§ Written request: Scale the items from the line containing "like x=396 y=9." through the line containing "x=241 y=256", writing out every line in that stretch again, requests included, with each answer coordinate multiplied by 1.25 and rounded to a whole number, halves going up. Keep the numbers in the requests and their format samples unchanged, and give only those lines.

§ Supplied data:
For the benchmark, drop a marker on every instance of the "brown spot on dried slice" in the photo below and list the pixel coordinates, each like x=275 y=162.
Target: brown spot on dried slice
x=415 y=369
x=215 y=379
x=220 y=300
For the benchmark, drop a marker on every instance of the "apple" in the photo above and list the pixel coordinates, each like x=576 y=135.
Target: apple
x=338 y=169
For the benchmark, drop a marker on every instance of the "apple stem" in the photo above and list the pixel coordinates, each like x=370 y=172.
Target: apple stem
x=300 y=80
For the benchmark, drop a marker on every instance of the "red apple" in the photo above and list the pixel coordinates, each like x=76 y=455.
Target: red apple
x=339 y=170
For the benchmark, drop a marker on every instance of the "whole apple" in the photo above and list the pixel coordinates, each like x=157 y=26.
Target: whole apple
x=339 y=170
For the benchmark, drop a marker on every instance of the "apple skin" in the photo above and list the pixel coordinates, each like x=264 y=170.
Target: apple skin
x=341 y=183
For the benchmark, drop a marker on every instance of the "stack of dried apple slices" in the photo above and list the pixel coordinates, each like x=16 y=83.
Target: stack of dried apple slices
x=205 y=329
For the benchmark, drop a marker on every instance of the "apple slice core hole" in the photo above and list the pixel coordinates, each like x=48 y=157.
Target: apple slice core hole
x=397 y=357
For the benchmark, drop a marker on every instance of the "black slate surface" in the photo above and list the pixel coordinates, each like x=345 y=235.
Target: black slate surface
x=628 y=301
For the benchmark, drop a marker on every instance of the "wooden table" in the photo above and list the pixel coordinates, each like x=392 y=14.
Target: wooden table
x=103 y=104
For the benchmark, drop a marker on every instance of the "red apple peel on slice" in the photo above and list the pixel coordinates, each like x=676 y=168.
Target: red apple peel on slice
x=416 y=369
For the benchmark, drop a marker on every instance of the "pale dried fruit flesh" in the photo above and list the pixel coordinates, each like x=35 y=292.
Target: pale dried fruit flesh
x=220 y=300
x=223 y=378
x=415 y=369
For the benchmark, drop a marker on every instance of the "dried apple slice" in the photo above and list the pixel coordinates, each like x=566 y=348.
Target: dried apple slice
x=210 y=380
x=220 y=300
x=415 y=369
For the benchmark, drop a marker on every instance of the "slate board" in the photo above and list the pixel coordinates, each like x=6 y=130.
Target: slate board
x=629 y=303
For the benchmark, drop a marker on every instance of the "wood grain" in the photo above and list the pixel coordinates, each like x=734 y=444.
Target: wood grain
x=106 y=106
* * *
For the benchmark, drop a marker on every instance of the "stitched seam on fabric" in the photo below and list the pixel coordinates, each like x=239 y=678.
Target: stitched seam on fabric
---
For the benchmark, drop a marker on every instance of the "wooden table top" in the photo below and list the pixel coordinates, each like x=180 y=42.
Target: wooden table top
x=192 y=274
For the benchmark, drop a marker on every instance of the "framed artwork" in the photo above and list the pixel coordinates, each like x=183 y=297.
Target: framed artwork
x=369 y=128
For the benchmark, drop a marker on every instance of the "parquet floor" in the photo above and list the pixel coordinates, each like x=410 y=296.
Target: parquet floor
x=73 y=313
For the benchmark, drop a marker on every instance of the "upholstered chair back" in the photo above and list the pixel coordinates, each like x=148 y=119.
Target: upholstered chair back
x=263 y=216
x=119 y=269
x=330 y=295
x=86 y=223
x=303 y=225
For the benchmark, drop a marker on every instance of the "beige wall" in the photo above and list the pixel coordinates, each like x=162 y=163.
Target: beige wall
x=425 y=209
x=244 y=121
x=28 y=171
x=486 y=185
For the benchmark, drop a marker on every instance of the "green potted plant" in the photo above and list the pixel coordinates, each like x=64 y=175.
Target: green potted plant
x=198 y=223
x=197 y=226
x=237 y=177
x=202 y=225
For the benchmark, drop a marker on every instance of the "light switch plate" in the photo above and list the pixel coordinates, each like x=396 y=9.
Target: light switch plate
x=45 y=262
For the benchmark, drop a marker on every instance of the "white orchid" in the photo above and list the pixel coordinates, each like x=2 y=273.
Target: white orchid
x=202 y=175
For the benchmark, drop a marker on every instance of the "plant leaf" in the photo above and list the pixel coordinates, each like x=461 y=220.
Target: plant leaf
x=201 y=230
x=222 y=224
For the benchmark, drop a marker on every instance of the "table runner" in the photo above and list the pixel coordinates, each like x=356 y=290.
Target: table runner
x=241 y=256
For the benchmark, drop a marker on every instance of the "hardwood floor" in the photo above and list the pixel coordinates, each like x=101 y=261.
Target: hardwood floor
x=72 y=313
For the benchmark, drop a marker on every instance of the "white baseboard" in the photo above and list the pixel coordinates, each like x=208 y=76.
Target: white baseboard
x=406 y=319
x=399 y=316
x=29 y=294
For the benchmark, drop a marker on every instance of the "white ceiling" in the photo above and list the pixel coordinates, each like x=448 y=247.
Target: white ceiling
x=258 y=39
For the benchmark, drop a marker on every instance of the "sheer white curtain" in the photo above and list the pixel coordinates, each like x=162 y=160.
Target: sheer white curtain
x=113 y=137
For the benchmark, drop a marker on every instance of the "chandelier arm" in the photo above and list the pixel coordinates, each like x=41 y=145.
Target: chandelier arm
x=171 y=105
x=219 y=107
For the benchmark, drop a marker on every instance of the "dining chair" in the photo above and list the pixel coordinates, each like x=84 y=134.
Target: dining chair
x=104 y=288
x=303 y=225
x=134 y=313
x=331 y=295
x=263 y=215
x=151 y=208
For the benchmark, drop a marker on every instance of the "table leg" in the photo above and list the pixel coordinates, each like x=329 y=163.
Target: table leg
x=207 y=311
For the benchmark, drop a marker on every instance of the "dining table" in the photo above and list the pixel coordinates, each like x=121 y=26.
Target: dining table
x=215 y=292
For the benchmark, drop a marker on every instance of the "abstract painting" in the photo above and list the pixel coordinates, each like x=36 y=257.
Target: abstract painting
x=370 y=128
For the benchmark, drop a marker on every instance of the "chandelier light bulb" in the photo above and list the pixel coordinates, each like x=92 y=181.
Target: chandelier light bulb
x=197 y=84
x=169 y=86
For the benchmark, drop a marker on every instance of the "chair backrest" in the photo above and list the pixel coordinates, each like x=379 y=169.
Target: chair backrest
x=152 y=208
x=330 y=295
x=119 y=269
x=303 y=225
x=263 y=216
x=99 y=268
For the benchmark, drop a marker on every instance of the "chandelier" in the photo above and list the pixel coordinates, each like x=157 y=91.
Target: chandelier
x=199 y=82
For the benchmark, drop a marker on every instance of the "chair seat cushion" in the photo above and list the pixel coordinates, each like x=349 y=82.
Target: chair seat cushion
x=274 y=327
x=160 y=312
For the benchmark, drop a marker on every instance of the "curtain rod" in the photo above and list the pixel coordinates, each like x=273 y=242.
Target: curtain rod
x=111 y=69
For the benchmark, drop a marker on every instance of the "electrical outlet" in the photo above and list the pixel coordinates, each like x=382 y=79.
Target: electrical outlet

§ Result of the task:
For the benchmark, drop a marker on every instance of the "light switch plate" in the photo above and list the pixel coordinates, each like x=396 y=9.
Target: light switch plate
x=56 y=328
For the benchmark, drop a marker on every instance of the "white orchid" in the photo above and list the pixel coordinates, each like x=2 y=273.
Target: white orchid
x=253 y=219
For the benchmark, drop a marker on every instance of the "plant leaf" in the photo above and list the pixel coordinates, each like x=461 y=220.
Target: plant leaf
x=251 y=288
x=278 y=280
For the benchmark, drop a marker on every instance of the "table runner" in the photo above and list the pixel coordinates, each like x=356 y=290.
Target: table runner
x=301 y=320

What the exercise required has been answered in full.